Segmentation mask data
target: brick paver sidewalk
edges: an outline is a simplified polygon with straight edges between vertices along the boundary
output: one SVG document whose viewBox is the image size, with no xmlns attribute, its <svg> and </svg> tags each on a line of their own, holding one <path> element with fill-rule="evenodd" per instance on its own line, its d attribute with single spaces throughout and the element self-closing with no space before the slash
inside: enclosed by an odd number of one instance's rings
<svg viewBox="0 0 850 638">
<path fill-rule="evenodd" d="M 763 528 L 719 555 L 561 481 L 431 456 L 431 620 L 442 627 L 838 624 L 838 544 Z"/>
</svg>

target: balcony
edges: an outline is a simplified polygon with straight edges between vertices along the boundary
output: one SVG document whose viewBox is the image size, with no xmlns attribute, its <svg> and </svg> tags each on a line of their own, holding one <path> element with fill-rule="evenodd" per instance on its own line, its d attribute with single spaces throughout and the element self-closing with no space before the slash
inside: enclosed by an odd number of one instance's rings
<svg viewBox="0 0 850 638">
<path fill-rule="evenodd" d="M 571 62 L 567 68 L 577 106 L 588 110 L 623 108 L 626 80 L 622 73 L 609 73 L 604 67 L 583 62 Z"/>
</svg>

## YOUR INSTRUCTIONS
Once you have read the records above, write them out again exactly.

## ANSWER AREA
target: brick paver sidewalk
edges: an outline is a simplified polygon with straight edges between vertices along the boundary
output: one SVG document whose viewBox is the image size, with no xmlns attribute, its <svg> and </svg> tags each on a line of their own, holding one <path> element with fill-rule="evenodd" per instance on its own line, its d attribute with single spaces throughout and the element self-closing with no space before the slash
inside: enclosed by an odd number of one instance's rings
<svg viewBox="0 0 850 638">
<path fill-rule="evenodd" d="M 763 528 L 719 555 L 561 481 L 431 456 L 431 620 L 442 627 L 838 624 L 838 544 Z"/>
</svg>

target: balcony
edges: an outline is a simplified polygon with straight edges between vertices along the boundary
output: one SVG document whose viewBox is the image size, with no xmlns attribute, its <svg> and </svg> tags each on a line of their own, holding one <path> element with fill-rule="evenodd" per instance on its own line, its d attribute with single spaces throughout and the element self-closing with no space before the slash
inside: enclosed by an odd number of one instance's rings
<svg viewBox="0 0 850 638">
<path fill-rule="evenodd" d="M 571 62 L 567 68 L 577 106 L 588 110 L 623 108 L 626 80 L 622 73 L 609 73 L 604 67 L 583 62 Z"/>
</svg>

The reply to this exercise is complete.